__PAGE TEXT__
How do you feel about it now? Or, you know, like we want to get to a place where they feel that compassion for that part of them. It's like, you know, or, oh, there's a young part of me that has a lot of pain. And if you can get them to have the compassion for that part, it's funny how those parts sort of like loosen up. And one of the questions, so then there's like after the eight C's, this is sort of the therapy model now, the talks about the six F. So it's like, you find it like, oh, where do you notice that part in or around your body? Like
Lisa (31:13.143)
Hmm.
mike miller (31:35.294)
And then you flesh it out and it's like, does, what does it look like? What does it sound like? And, you know, you sort of like, I had a client, um, who was, um, I was seeing for EMDR and doing some parts work with some IFS work and, uh, he was a gay man and he identified three parts and he saw them so vividly and they were all female and he had like it right down to. They're sort of like.
way of being, like their personalities is like, this one's really sassy and he had like their fashion sense down and everything. Like I don't experience my parts like that. I kind of visualize my parts as like younger me, like, cause there's a picture on my grandmother's wall when I was about four or five and it's like, that's kind of how I see the young part of me. I know what I looked like at 15. I was a little punk rock skateboard kid. So I see what that looks like, you know, but other people experience them differently. I've had people that have parts that are
Lisa (32:25.443)
Hahaha!
mike miller (32:32.362)
animals or parts like with addiction, they go like, oh, it's just this dark cloud part of me, like people can view it any way they want, right. Um, however they identify with it. So we flesh it out and then we befriend it. Right. And we like, what's it afraid will happen if it's not doing that job anymore and figure out like what's it afraid of. So that's one of the F's. Um, and what would it rather be doing if it didn't have to do that anymore? And would I get back a lot because these parts tend to be like younger.
Lisa (32:49.696)
Hmm.
mike miller (33:01.43)
a lot of the time because that's when they sort of like came to be. Um, they'd rather be playing, swimming in the ocean, like, you know, there's a lot of sort of like childlike things that these parts would rather be doing, but they feel it's their responsibility to keep the system safe, the personality system safe by doing this one job over and over and Dick Schwartz would probably hate it if I said this, but parts kind of become like a one trick pony. Like my part that like, like doing the drugs, it was like, Oh, uh, that worked.
Lisa (33:25.249)
Mm-hmm.
mike miller (33:30.838)
from the first time I did it. I'm gonna do that anytime anything's uncomfortable from now till forever, all the time. And like, that was just what it wanted to do, right? And I was like, great, that really worked. You helped me get through my teenage years a lot, right? But you know, I'm 53 now.
Lisa (33:49.031)
And also I like how with the part stuff, it reminds me of something that I had learned when I did as a resident, I did family therapy for a year. And the family therapy center I worked at, it was always focused on the child. Like there needed to be a struggle for the child. And then they would work with the child, but the family involved, obviously. And one of the things we talked about doing was externalizing.

__EXTRACTED ENTRIES__

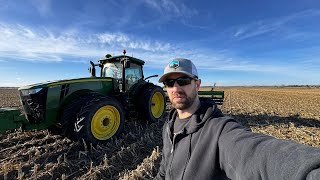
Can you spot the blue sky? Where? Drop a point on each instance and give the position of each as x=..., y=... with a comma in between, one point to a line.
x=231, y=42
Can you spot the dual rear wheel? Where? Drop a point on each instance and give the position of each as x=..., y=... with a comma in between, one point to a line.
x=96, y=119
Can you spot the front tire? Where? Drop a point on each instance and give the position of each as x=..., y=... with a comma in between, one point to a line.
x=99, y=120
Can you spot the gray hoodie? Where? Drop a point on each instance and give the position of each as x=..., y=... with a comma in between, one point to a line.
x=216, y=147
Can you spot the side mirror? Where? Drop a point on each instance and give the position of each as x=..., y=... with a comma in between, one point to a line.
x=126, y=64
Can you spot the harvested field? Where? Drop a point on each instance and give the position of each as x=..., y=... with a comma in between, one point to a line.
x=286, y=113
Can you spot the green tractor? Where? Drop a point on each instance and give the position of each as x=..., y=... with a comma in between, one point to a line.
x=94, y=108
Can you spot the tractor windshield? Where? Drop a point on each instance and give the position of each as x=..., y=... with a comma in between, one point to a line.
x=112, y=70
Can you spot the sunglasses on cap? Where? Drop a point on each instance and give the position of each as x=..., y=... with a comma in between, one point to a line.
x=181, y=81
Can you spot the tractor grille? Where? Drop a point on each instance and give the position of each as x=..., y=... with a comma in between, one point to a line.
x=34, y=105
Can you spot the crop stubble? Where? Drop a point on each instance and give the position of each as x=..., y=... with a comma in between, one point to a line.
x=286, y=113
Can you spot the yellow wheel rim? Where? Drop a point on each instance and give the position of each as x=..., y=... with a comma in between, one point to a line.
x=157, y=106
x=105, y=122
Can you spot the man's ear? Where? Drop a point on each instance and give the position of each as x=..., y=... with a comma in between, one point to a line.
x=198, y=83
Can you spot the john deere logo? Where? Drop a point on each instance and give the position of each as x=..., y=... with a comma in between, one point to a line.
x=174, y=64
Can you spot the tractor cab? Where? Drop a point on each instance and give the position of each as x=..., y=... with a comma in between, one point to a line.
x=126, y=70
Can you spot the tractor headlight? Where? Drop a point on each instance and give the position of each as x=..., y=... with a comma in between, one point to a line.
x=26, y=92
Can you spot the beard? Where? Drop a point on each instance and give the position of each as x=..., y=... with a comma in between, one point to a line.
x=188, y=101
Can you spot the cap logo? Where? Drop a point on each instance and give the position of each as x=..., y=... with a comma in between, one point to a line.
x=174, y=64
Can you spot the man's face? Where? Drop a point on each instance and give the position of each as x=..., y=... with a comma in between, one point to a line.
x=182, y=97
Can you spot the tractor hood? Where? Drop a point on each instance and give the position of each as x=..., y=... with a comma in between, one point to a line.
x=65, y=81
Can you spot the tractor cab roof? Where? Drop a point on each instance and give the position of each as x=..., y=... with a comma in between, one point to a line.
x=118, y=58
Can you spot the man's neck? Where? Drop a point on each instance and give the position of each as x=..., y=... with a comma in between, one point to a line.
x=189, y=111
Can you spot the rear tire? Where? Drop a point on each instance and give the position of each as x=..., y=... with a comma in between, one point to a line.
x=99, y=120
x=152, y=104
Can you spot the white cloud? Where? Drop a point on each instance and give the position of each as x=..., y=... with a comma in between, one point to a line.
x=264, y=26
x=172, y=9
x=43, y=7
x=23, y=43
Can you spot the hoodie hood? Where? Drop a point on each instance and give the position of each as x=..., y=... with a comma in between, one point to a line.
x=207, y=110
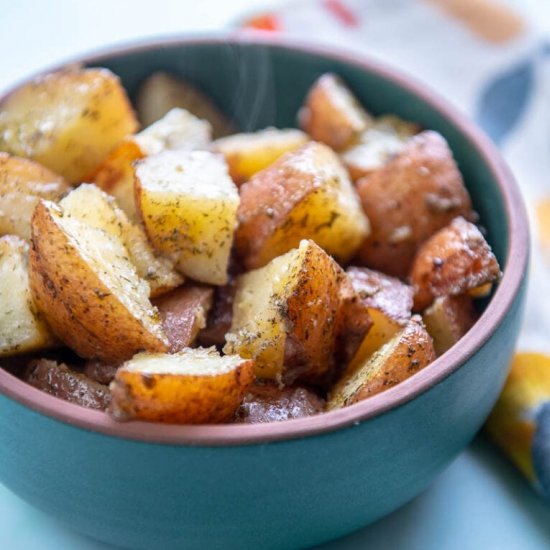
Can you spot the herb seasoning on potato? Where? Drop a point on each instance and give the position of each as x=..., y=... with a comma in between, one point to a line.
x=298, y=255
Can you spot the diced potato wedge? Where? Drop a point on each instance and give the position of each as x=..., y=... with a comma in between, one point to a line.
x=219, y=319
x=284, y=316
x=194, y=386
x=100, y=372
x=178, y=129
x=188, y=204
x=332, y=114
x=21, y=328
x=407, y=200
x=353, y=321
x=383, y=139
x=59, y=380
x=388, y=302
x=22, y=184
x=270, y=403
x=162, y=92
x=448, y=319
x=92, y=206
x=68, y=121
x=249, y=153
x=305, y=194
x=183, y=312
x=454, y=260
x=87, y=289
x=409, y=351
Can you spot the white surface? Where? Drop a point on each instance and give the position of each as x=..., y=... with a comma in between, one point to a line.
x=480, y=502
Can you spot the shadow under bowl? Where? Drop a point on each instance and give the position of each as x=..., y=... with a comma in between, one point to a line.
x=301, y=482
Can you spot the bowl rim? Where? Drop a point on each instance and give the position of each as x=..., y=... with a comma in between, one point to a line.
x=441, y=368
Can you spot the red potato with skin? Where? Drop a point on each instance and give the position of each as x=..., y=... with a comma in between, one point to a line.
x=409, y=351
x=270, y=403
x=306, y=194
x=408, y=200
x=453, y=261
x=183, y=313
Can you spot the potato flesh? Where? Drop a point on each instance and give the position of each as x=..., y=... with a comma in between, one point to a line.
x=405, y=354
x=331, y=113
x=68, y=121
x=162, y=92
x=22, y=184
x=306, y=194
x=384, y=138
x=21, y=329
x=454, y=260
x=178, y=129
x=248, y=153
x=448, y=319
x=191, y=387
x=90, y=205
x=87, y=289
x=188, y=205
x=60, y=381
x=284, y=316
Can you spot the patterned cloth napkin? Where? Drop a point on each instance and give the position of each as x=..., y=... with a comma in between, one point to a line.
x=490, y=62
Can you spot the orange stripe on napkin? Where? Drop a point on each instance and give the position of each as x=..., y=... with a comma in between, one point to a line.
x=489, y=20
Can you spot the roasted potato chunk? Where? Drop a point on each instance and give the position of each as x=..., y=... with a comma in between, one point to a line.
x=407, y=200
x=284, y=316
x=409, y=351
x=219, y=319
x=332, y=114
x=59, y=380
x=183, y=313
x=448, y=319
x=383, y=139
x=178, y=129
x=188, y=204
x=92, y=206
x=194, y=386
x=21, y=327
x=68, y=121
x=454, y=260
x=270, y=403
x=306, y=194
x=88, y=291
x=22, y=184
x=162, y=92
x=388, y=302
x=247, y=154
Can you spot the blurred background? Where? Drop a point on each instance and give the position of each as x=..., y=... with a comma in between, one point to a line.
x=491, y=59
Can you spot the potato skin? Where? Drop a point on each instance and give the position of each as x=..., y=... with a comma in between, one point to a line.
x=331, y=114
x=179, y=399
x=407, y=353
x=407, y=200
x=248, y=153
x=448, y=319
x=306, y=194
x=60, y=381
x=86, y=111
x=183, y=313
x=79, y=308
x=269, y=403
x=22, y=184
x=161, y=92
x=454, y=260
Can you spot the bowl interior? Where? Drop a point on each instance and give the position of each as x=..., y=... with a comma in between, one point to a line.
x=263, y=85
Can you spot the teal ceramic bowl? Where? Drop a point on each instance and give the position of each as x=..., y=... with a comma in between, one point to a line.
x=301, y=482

__DIRECTIONS__
List every timestamp shown next to Lisa's name in the transcript. The records have no connection to the transcript.

__YOUR RESPONSE__
31:13.143, 32:25.443, 32:49.696, 33:25.249, 33:49.031